Def. (Tangent Cones) For any closed set $D\subset \mathcal{Y}$ and a point $y\in D$ we define

(1) Radial cone

\[R_D(y) = \{d\in\mathcal{Y}\ :\ \exists t^*>0 \text{ s.t. } y+td\in D, \forall t\in [0,t^*]\ \}\]

(2) Inner tangent cone

\[T^i_D(y) \equiv \liminf_{t\downarrow 0}\frac{D-y}{t}\]

(3) Contingent (Bouligand) cone

\[T_D(y) \equiv \limsup_{t\downarrow 0}\frac{D-y}{t}\]

(4) Clarke tangent cone

\[T^c_D(y) = \liminf_{t\downarrow 0,\ y'\to y}\frac{D-y'}{t}\]

Lemma 5. (Sequential Representations of Tangent Cones) For inner tangent cone and Bouligand cone, we have the following sequential representations

\[T^i_D(y) \equiv \liminf_{t\downarrow 0}\frac{D-y}{t} = \{d\in \mathcal{Y} : \forall t_k\downarrow0, D_\mathcal{Y}(y+t_kd,D) = o(t_k)\}\] \[T_D(y) \equiv \limsup_{t\downarrow 0}\frac{D-y}{t} = \{d\in\mathcal{Y}:\exists t_k\downarrow0, D_\mathcal{Y}(y+t_kd,D)=o(t_k)\}\]

Proof.

- **Short exercise 1**:
In the tangent cones text, what other name is given for the contingent cone?

- **Exercise inputs**:
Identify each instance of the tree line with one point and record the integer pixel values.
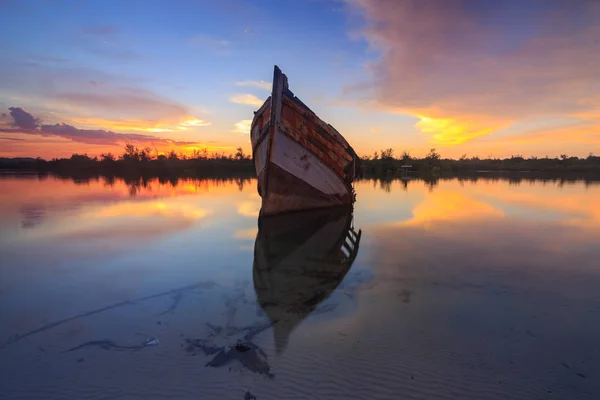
(136, 161)
(385, 162)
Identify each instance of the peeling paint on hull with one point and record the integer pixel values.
(301, 162)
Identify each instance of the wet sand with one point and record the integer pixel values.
(485, 306)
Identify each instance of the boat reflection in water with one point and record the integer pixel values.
(299, 260)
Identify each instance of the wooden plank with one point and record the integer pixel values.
(298, 161)
(312, 125)
(276, 95)
(306, 144)
(329, 133)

- **Short exercise 2**:
Please convert everything in the records from the line containing "Identify each instance of the wet" down to the end of the records into a Markdown table with the columns Row and Line. Number the rows and skip any blank lines.

- **Final result 1**:
The Bouligand cone.

- **Final result 2**:
| Row | Line |
|---|---|
| 1 | Identify each instance of the wet sand with one point and record the integer pixel values. |
| 2 | (485, 306) |
| 3 | Identify each instance of the boat reflection in water with one point and record the integer pixel values. |
| 4 | (299, 260) |
| 5 | Identify each instance of the wooden plank with one point and record the integer pixel values. |
| 6 | (298, 161) |
| 7 | (312, 125) |
| 8 | (276, 95) |
| 9 | (306, 144) |
| 10 | (329, 133) |